Start of Exercise passage

Editorial: Comment

EDITORIAL COMMENT

We Want Answers

On the night of November 26, India’s financial nerve centre, Mumbai, was frozen stiff by a vicious terrorist attack. It wasn’t close to anything that India had seen in the past, barring perhaps the audacious attack on Parliament in December 2001. The images of both attacks were similar, only this time the attack was more spread out. Young gunmen were running about shooting people, including senior policemen, in train stations, five-star hotels, hospitals, airports. They were rabid, rapid, and rampant, and the last thing they were concerned about was their own lives.

For a reasonably long span of time now, Pakistan’s ISI has been battling the Frankenstein—the Taliban, a band of fighters—that it had funded to fight the Soviets. Most of those fighters are now part of the larger, al Qaeda. Most of them presently have a base in the Federally Administered Tribal Area of Pakistan, but are actually willing to go out and bomb and kill almost anywhere in the world, but mostly in India. Most of them are fighting American and Pakistani forces in the FATA region, while several others (believed to be in hundreds) are busy carrying out highly-damaging suicidal attacks on Pakistani targets from time to time. Some have infiltrated into Kashmir, after having got past an elaborate network of barbed fences, night vision cameras, and the eyes of unmanned reconnaissance aircraft operated by the Indian Army and intelligence establishments.

But worryingly now for India, the ones that apparently made their way to Mumbai, came from Pakistan by boat, a fact admitted by Maharashtra Chief Minister Vilasrao Deshmukh. This is a different modus, similar to the one used to sneak in explosives to bomb Mumbai in March 1993. How they escaped the net of the Indian Coast Guard is inexplicable. The attacks on Mumbai have been relentless. It was only in 2006 that serial bombings inside suburban trains left over 200 dead, and 700 injured. In 2003, multiple bomb attacks killed nearly 300 in Mumbai, on two separate days.

The ISI whose sole agenda has been to destabilize India is now diverting these restless, senseless and marauding fighters in order to save its face in Pakistan. They are also targeting western nationals, so that India becomes a failed-state in the eyes of the West. Wherever a blast has taken place in India this year—Mumbai, Delhi, Bangalore, Ahmedabad, Jaipur, Guwahati, Hyderabad—there has been a Pakistani footprint. To give the attackers a name—Deccan Mujahideen—this time is an attempt to create confusion. India knows they were ferried from across the border, every other claim is bogus.

The battle is getting nastier. Firstly, the terrorists are getting more audacious. They are prepared to die, now, tomorrow or the day after. If they can choose five-star hotels and top policemen as targets, then clearly neither reputation nor rank deters them. Secondly, India’s intelligence set up has now been found wanting repeatedly. We have a mammoth Army that has not fought a major war since 1971. But India is at war, internally. Why can’t we have the Army come and shut out the terrorists, once and for all, even if that means chasing them in every nook and cranny in the country. Does the land of a billion have to pay a price day in and day out for the incompetence of a few?

India needs answers, and they ought to come fast.

End of Exercise passage

### Required work
According to the editorial on the Mumbai attack, how many people were killed and injured by the 2006 serial bombings inside suburban trains? The listing has no connection to the editorial on the Mumbai attack.

Start of Given data

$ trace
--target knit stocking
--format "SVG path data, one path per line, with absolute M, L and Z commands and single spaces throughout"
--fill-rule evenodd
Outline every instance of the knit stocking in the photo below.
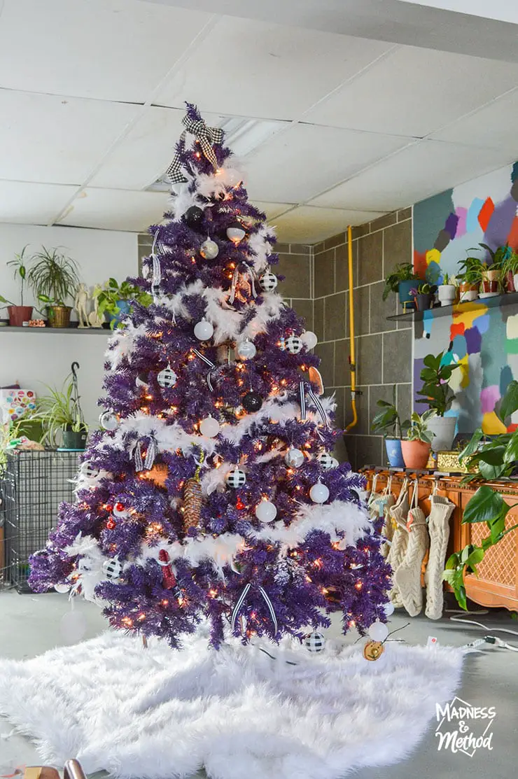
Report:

End of Given data
Start of Given data

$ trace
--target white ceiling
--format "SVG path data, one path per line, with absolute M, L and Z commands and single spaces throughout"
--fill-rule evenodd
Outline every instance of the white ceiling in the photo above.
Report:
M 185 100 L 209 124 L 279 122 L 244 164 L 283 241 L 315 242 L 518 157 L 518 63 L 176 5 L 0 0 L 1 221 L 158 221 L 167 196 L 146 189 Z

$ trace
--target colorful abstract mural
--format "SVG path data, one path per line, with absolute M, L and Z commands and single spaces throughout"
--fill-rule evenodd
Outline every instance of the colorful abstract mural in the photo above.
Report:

End of Given data
Start of Given data

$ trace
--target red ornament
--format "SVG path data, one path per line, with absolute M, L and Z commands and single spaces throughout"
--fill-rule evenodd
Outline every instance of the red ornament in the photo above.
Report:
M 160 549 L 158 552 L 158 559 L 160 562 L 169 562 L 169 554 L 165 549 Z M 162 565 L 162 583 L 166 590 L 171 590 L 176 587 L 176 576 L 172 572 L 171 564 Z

End of Given data

### Result below
Over 200 people were killed and 700 were injured.